* [Work item] A word-for-word retyping of the listing is the goal.

* [Material shown]
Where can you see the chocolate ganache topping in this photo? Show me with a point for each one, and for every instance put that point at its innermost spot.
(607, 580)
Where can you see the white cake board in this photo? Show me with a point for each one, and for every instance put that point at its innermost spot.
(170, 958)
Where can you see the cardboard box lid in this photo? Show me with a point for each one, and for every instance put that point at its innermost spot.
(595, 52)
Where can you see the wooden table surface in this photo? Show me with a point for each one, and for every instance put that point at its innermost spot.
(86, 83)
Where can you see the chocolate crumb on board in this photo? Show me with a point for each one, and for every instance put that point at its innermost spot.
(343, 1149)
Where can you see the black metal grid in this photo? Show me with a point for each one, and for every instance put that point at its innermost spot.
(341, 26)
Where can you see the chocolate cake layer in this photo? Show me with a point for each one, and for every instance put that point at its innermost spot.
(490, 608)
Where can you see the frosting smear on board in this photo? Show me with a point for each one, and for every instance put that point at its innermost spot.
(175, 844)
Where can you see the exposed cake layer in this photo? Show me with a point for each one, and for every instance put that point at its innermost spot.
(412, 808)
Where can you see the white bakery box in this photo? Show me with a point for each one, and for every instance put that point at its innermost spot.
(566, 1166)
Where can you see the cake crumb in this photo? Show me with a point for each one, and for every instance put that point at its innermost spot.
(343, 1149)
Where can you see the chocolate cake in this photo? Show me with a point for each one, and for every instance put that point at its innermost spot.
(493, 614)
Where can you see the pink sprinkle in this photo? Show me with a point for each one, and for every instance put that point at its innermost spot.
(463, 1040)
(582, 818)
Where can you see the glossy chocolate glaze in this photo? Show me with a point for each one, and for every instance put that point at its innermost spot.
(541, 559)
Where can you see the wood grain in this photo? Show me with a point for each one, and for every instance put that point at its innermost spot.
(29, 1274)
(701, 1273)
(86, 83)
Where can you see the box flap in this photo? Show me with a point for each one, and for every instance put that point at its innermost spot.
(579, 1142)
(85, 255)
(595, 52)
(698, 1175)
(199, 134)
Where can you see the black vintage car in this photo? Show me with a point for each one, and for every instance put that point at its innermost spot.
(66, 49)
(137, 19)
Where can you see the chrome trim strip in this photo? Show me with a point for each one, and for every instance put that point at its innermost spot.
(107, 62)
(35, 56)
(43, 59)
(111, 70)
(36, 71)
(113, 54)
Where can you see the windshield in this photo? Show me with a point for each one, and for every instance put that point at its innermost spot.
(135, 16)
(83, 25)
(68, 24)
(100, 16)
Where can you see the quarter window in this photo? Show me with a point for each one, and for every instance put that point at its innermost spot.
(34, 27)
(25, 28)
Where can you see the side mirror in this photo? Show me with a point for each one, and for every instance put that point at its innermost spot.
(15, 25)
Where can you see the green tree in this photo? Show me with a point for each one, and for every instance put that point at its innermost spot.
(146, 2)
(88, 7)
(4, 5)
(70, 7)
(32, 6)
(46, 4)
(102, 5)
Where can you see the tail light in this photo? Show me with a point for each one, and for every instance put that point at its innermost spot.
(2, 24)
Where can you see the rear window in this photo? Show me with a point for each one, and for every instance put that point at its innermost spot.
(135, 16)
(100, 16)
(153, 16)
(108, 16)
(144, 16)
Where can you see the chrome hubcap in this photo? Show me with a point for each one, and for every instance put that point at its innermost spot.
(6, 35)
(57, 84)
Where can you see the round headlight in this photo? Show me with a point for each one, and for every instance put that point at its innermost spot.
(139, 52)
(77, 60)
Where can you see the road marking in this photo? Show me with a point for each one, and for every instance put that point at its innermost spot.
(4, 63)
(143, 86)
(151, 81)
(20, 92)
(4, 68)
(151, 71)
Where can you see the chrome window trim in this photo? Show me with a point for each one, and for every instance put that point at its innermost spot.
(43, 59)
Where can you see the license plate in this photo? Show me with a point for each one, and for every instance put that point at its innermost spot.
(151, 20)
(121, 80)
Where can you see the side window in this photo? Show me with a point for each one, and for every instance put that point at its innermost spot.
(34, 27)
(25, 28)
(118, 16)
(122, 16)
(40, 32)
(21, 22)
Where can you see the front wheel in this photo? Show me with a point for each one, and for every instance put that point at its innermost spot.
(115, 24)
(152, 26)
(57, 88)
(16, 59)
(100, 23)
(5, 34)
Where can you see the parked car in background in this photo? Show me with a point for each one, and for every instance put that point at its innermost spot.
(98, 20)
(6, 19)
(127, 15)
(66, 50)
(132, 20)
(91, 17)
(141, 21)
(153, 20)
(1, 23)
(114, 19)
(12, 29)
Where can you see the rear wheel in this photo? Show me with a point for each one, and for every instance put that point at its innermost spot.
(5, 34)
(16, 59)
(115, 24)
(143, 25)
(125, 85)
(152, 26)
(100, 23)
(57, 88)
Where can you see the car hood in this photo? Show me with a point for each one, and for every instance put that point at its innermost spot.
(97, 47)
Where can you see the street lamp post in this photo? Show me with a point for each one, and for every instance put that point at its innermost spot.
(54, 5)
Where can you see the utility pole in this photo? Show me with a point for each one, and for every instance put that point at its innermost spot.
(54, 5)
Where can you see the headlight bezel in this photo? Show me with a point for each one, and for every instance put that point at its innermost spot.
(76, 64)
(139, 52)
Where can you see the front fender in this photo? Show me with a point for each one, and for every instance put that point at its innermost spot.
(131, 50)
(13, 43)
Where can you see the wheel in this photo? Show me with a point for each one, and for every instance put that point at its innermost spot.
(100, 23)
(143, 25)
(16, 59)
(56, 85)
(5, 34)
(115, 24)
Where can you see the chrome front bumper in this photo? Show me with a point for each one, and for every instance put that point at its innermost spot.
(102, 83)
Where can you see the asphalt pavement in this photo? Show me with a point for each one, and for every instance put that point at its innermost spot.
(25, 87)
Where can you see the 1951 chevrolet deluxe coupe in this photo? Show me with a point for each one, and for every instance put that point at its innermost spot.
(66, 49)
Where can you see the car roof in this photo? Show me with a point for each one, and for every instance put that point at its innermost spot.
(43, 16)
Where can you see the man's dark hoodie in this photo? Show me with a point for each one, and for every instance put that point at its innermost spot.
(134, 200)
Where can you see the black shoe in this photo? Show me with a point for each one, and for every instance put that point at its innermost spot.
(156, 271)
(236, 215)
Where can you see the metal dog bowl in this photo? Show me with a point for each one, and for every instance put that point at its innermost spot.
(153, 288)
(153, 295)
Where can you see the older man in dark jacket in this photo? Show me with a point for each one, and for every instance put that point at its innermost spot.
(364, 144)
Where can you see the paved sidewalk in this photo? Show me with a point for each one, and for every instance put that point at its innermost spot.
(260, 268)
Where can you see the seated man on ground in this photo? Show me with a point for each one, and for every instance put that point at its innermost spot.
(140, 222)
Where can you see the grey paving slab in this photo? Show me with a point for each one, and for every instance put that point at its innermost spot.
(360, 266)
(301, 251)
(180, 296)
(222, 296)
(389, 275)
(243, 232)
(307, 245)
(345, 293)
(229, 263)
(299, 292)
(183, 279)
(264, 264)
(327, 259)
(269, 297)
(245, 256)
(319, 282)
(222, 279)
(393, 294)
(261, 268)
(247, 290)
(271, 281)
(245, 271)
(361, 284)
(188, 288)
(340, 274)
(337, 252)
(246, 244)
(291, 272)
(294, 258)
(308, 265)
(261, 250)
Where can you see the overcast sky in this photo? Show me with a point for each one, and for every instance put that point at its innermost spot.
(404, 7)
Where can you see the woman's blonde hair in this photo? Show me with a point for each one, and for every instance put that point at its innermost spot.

* [Solution for this task]
Where can you see the chocolate ganache topping in this photo? Show me with a point for each one, and for every instance put that point at its innermost spot.
(607, 580)
Where can you see the white cake board in this photo? Show me with a point for each one, and for every instance put that point at its innermost spot.
(170, 958)
Where can you see the cardboard box lid in this photo? Show me with a point for each one, and for every instance put that point at its innermost spot.
(595, 52)
Where can you see the wooden table surface in this photo? Show me with a point for each one, and for every instance put that point at its innermost spot.
(86, 83)
Where can you see the chocolate crumb on board in this photo? Show me with a point for each one, and for every instance put that point at its innermost spot.
(343, 1149)
Where can you see the black metal grid in this photo? Show me with a point for each one, and for every instance put that point at its innermost spot.
(341, 26)
Where can you see the chocolate cake layer in this photo? Show me with a point for each one, and for every instance put that point at its innermost spot.
(490, 608)
Where can you see the frosting smear on board in this photo? Show me with a point for each one, and for every instance put that point at its innermost spot.
(175, 844)
Where can you see the exposed cake layer in this photo? Show me with a point for each one, and for every instance put that point at its innermost spot.
(412, 808)
Where can you see the white bakery box in this photo? Show me with a point for each one, and for every instance put that point at its innermost spot.
(566, 1166)
Where can you see the cake crumb in this photo? Show me with a point for each one, and for every instance put that point at its innermost spot.
(343, 1149)
Where can you see the chocolate cake in this photo? Show me with a point for each one, and for every instance put that point at its innermost spot.
(493, 614)
Where can you see the pink sprinkle in this photo? Show me with a point for each one, and for every instance put that point at its innermost spot.
(463, 1040)
(582, 818)
Where can you see the glossy chocolate glaze in this photo? Show me with a point for each one, and for every instance put that point at its innermost spot.
(541, 559)
Where can you see the wood grain in this photo? Show me with a point for each one, and for every instance put that point at its innermost spot.
(29, 1274)
(701, 1273)
(86, 83)
Where can you see the box flap in this photo? Show me with a point for each one, and for every instance put that point at its innermost spot.
(579, 1142)
(85, 255)
(595, 52)
(698, 1175)
(199, 134)
Where can you see the black vintage car in this photo? Show me with a point for each one, and for every instance put that point at its innermost spot.
(66, 49)
(137, 19)
Where can you see the chrome trim strip in this photo? Show me with a point for each one, and for every instance put that point at its innermost spot.
(107, 62)
(35, 56)
(43, 59)
(111, 70)
(36, 71)
(113, 54)
Where can you see the windshield in this photo? Show me with a point for each one, and for every instance put that point at its innermost spot.
(135, 16)
(83, 25)
(68, 24)
(100, 16)
Where can you see the quarter window in this photo? Show me with a point for each one, and for every instance put that point at its innermost spot.
(34, 27)
(25, 28)
Where can you see the side mirror in this photo? Show me with a point for each one, and for every instance put that point at its innermost spot.
(15, 25)
Where can you see the green tree in this photo? Show me with a point for each one, and for every instance put that point at its innermost spot.
(146, 2)
(88, 7)
(4, 5)
(70, 7)
(32, 6)
(46, 4)
(102, 5)
Where can you see the tail light in this photo? Show me with a point for each one, and for every instance put that point at its innermost spot.
(2, 24)
Where can you see the rear window in this photo? Show me with a point for each one, and for every instance put that point at its innermost spot.
(135, 16)
(100, 16)
(153, 16)
(108, 16)
(144, 16)
Where can you see the chrome hubcap in this photo? Show me with a point for each one, and for every instance put that point at its innermost spot.
(6, 35)
(57, 84)
Where can you see the round headlight in this photo? Show me with a point for each one, and for every instance put that point at its innermost spot.
(139, 52)
(77, 60)
Where can you see the road marking in this photo? Show me with a point for each one, and for every instance put that point at its innermost spot.
(4, 63)
(143, 86)
(151, 81)
(20, 92)
(4, 68)
(151, 71)
Where can you see the chrome window trim in this photo? Show me with a point for each one, and for every instance put that point at its innermost spot.
(43, 59)
Where can you see the license plate in this photo? Show me with a point for each one, and for every instance put that point at its innermost spot.
(151, 20)
(121, 80)
Where can you see the side window in this photo? Show me with a point for each one, and for every instance put that point at its innermost spot.
(34, 27)
(25, 28)
(118, 16)
(122, 16)
(40, 32)
(21, 22)
Where can you see the front wheel in this photo? Show me with a point for each one, and for every instance put that point at its innermost spot.
(115, 24)
(152, 26)
(57, 88)
(16, 59)
(100, 23)
(5, 34)
Where can you see the parked car in background in this photo? Show me with a point for each one, and for every instance put that point at its innermost spot.
(98, 20)
(6, 19)
(127, 15)
(66, 50)
(132, 20)
(91, 17)
(141, 21)
(153, 20)
(1, 23)
(114, 19)
(12, 29)
Where can you see the rear wheel in this photo? Show me with a point for each one, and for every instance put that point at its innermost spot.
(5, 34)
(16, 59)
(115, 24)
(143, 25)
(125, 85)
(152, 26)
(100, 23)
(57, 88)
Where can you see the car hood in this photo? Show me with a point for each one, and for every instance put that point at its innermost spot.
(97, 47)
Where can you see the street lamp post in this photo? Show me with a point for each one, and for every instance put that point at its innermost spot.
(54, 5)
Where can you see the utility pole in this photo? Show me with a point for each one, and for every instance put that point at its innermost spot.
(54, 5)
Where can you see the headlight bezel in this photo? Show me with a point for each one, and for every instance put that point at its innermost spot.
(76, 64)
(139, 52)
Where can you see the front fender in this photo? Show me with a point for each one, and for every instance put that point at its innermost spot.
(131, 50)
(13, 43)
Where can you see the wheel in this photo? Show me with a point for each one, and for every instance put that point at its innermost spot.
(100, 23)
(143, 25)
(16, 59)
(56, 85)
(5, 34)
(115, 24)
Where can you see the chrome front bumper in this photo? Show me with a point for each one, and for every instance put that point at its innermost spot.
(102, 83)
Where can you see the asphalt pavement in this photo? Show me with a point for each one, and for every instance put that point at its innermost spot.
(25, 87)
Where can you see the 1951 chevrolet deluxe coupe in this photo? Show me with a point for each one, and for every instance put that point at its innermost spot.
(66, 49)
Where can you see the car roof in this photo? Show me with a point for each one, and for every instance put that point at its innermost spot.
(43, 16)
Where can you see the man's dark hoodie in this photo? Show me with a point for each one, and for every instance put that point at its innermost spot.
(134, 200)
Where can you see the black shoe in this photo? Show me with a point for each one, and for every instance put that point at its innermost spot.
(156, 271)
(236, 215)
Where can you see the metal dog bowl in this photo? Show me with a point for each one, and for every instance put that point at its innermost spot.
(153, 288)
(153, 295)
Where can you see the older man in dark jacket in this photo? Show me with a point for each one, and for every instance put that point at its innermost spot.
(364, 144)
Where can you see the paved sidewalk in this photo? Show me with a point for each one, and for every instance put that point at its innermost spot.
(260, 268)
Where can you see the seated man on ground in this photo? Show me with a point for each one, and for every instance put that point at its innermost spot.
(140, 222)
Where can you see the grey paving slab in this photo? Show me with a point for each one, and for every instance put that point at its innermost spot.
(360, 266)
(301, 251)
(180, 296)
(222, 296)
(389, 275)
(243, 232)
(307, 245)
(345, 293)
(229, 263)
(299, 292)
(183, 279)
(264, 264)
(327, 259)
(269, 297)
(245, 256)
(319, 282)
(222, 279)
(393, 294)
(261, 268)
(247, 290)
(271, 281)
(245, 271)
(361, 284)
(188, 288)
(340, 274)
(337, 252)
(246, 244)
(291, 272)
(294, 258)
(308, 265)
(261, 250)
Where can you see the overcast sky in this photo? Show me with a point for each one, and for every instance put that point at its innermost spot.
(404, 7)
Where can you see the woman's blonde hair in this photo? Show me with a point for each one, and for every instance put that point at its innermost spot.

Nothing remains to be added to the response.